## Problem
Answer these questions from the text below about a parent's first weeks with an easy baby.
1. After the pacifier was given, how long did it take Kal to calm down?
2. How many weeks of sleep deprivation does the parent describe at the start?
3. In the past couple of weeks, how many times has the baby not gotten up at all in the night?

But I got lucky. Oh boy, did I get lucky. I got an easy child. They exist. I didn't know that. You don't read much about them on the internet, because what is there to say? Kal has cried, I mean really truly baby cried, maybe five times. Once when he was born for a few seconds before they placed him on my chest, the first time we gave him a bath and the water was too cold, once, at night when he was a couple of weeks old, for fun. We gave him a pacifier. He calmed down in ten minutes.

I mean, sure, he's still a baby. The first 6 weeks were stupid with the sleep deprivation, but you can't escape that. And it was only 6 weeks. Then he slept five hours in a row, then 7, then 9. In the past couple of weeks he hasn't gotten up at all in the middle of the night 3 whole times. This will increase. My husband and I figured out a schedule that made sure we could each get a full night's sleep every night, no matter what the baby does.

You don't write internet articles about getting a full night's sleep every night from 6 weeks on. I don't know why, but they're not out there.

## Data listing
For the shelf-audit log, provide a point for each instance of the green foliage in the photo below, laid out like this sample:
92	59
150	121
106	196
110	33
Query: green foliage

## Answer to this exercise
1. Ten minutes.
2. The first 6 weeks.
3. 3 times.